== EXCERPT ==
— Begin —
With puck drop for the championship game closing in on 12 hours out, Thingvold was restless. Two years earlier he had helped lead Red River High School in Grand Forks, N.D., to a state championship. He remembered how he and his teammates felt after winning in the state semifinals that year. He felt the same certainty in his Grizzlies teammates.

"We had the mindset that there was no way we were going to lose the next day," said Thingvold, who was key contributor on the Grizzlies team that lost in the national championship game a year earlier.

Thingvold paced through the connecting rooms before returning to his and pulling back the blankets on his bed. Most of his teammates were awake, too, but nothing was said.

No words were needed.

One player who slept well was goaltender Zach Wiese.

Wiese — the NA3HL Goaltender of the Year — struggled to rest after stopping 26 shots in Rochester's 4-2 win against Gillette (Wyo.) on Friday, March 25, in the final game of pool play. He was still a bit frustrated with his — and the Grizzlies' — performance in their tournament opener, when the Northeast Generals scored three first-period goals en route to a 5-2 win.

But the Owatonna native earned every bit of that shuteye the rest of the week, as he stopped 72 of the 75 shots he faced over Rochester's final three games at the Fraser Cup.

"Zach was unbelievable, a huge part of how we got there," said Grizzlies rookie forward Austin Meers, who grew up in St. Charles, Mo., just 10 minutes from the St. Peters Rec-Plex. "He made some big saves at big times in every game he played. Wieser was very even-keeled on and off the ice, but when he made a big save, it'd give the bench that energy to get going."

The Grizzlies had that energy from the get-go against Granite City.

Ratzloff and assistant coach Tyler Veen had closely watched the Lumberjacks' semifinal game the day before against Northeast. Granite City had built a 3-1 lead before holding off the Generals for a 4-3 win.

The momentum shifted about halfway through that game, when Northeast began to heavily pressure the Lumberjacks all over the ice.

"It was evident when Northeast played like that — they were all over them — that they forced Granite City's (defensemen) to struggle," Ratzloff said. "Our game plan from seeing that was, we're going to take their time and space away, we're going to pressure them all over the ice. We're not going to try to generate offense until we make them make a mistake."

Making the Grizzlies' run to the title game even more impressive is that they played nearly three full games without their leading scorer.

Rookie forward Kyle Bauer, who led the team in goals (24), assists (31) and points (55) in the regular season, suffered a left shoulder injury in the first period of Rochester's pool-play victory against Gillette on Friday, March 25.

Bauer watched the rest of that game, as well as the semifinal win against Helena, from the stands.

But when the Hastings native woke up on Sunday, the day of the title game, he thought he might be able to play. He taped up his shoulder — he'd suffered the same injury in his right shoulder a year earlier as a high school senior, and missed nearly six weeks of time — and suited up for warmups.

Bauer, who played in 49 of Rochester's 56 games, said he could shoot fairly well, but when he threw a soft check at linemate Adam Johnson, he knew he couldn't sustain any hits he might take at full game speed.
— End —
== RECORDS SUPPLIED ==
— Begin —
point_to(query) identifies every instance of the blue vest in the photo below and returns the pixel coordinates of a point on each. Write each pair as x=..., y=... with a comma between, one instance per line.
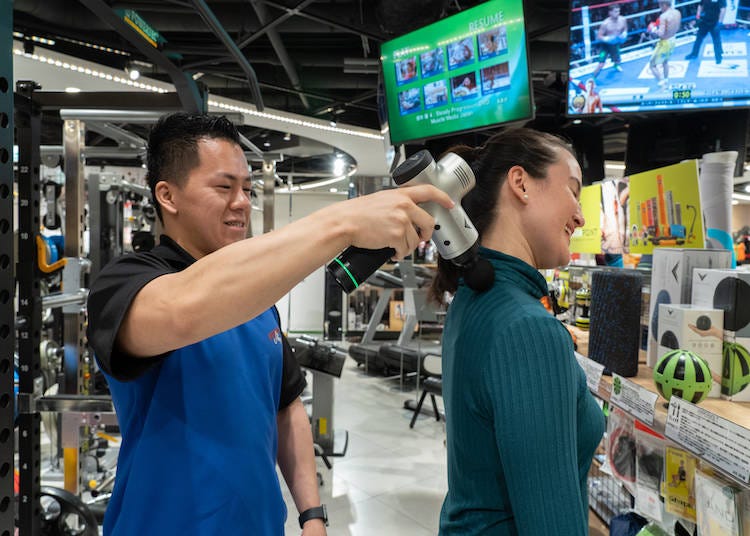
x=198, y=454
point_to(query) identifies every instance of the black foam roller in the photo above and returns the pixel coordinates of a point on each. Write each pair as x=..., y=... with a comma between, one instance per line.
x=615, y=313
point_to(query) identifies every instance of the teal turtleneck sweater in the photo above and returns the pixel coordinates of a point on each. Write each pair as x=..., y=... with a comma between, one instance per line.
x=522, y=426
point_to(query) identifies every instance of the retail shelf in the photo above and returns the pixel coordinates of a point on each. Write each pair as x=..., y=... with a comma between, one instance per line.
x=712, y=411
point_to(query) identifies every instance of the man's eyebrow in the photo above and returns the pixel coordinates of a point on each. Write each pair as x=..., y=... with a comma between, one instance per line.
x=232, y=177
x=578, y=184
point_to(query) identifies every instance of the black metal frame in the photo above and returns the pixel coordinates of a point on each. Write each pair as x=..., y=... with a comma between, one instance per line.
x=28, y=131
x=7, y=265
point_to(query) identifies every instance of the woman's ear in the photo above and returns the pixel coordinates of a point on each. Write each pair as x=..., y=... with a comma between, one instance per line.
x=164, y=192
x=518, y=179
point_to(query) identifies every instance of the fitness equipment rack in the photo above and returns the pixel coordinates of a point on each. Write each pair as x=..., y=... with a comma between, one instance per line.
x=7, y=266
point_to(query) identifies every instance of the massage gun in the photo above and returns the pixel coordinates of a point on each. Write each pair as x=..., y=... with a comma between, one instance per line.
x=454, y=235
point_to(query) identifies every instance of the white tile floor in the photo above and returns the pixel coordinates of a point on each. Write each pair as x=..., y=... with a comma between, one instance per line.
x=392, y=479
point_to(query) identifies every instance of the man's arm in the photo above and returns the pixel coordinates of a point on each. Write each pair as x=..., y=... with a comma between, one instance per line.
x=241, y=280
x=296, y=458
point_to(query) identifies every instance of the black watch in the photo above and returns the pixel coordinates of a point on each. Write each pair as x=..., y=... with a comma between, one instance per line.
x=317, y=512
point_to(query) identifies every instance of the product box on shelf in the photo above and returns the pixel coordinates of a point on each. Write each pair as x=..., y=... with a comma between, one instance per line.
x=679, y=482
x=697, y=329
x=671, y=282
x=718, y=505
x=729, y=290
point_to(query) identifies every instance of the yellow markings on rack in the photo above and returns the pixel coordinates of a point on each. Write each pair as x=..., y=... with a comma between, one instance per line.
x=323, y=426
x=70, y=469
x=108, y=437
— End —
== TO DO ==
A - In the Grizzlies article, what injury did Kyle Bauer suffer in the first period of the game against Gillette?
B - Pick up the Grizzlies article after its final sentence and keep writing it.

== TASK ANSWERS ==
A - He suffered a left shoulder injury.

B -
Ratzloff had left the bench, so Bauer skated to the bench to talk to assistant coach Tyler Veen.

"I just knew I couldn't go," Bauer said. "I couldn't take a hit. It was a tough thing to do (taking himself out of the lineup) but I don't regret doing it for the team."

Bauer's absence meant Meers would maintain that spot on the team's top line, next to Johnson and co-captain Justin Wright. Meers had slid into that spot two days earlier when Bauer went out; in fact, Meers double-shifted the remainder of that pool-play game, skating his shift with the Grizzlies' fourth line, as well as taking all of Bauer's shifts with the top line.

It paid off for the hometown boy, as he scored twice in Rochester's national semifinal win.

"Meersy stepped in and had a heck of a tournament," Grizzlies co-captain Cole Gibson said. "He was double-shifting, giving it his all. It was that way for us all year. When a guy goes down, the next guy plugs in."

The Grizzlies came ready to play.

From the opening drop of the puck, Rochester pressured Granite City heavily, for 200 feet, in all three zones.

It paid off 11:20 into the game, when former Rochester Century standout Lyncoln Bielenberg-Howarth forced a turnover at the offensive blue line and chipped the puck toward the net. Lumberjacks goalie Quentin Sigurdson couldn't control it, so Morrisette crashed to the net and poked it past him.

"That gave us some confidence," Veen said, "but it was still 'stay even-keeled.' Our message was 'don't get too high or too low. These guys are a great team and they can score quick.'"

Not with the way Rochester was playing, though.

The Grizzlies had two chances to extend the lead slip away in the first five minutes of the second period, coming up empty on a pair of power plays. But just 53 seconds after the second of those power plays expired, Max Breon made it 2-0.

That's how the score remained after two periods.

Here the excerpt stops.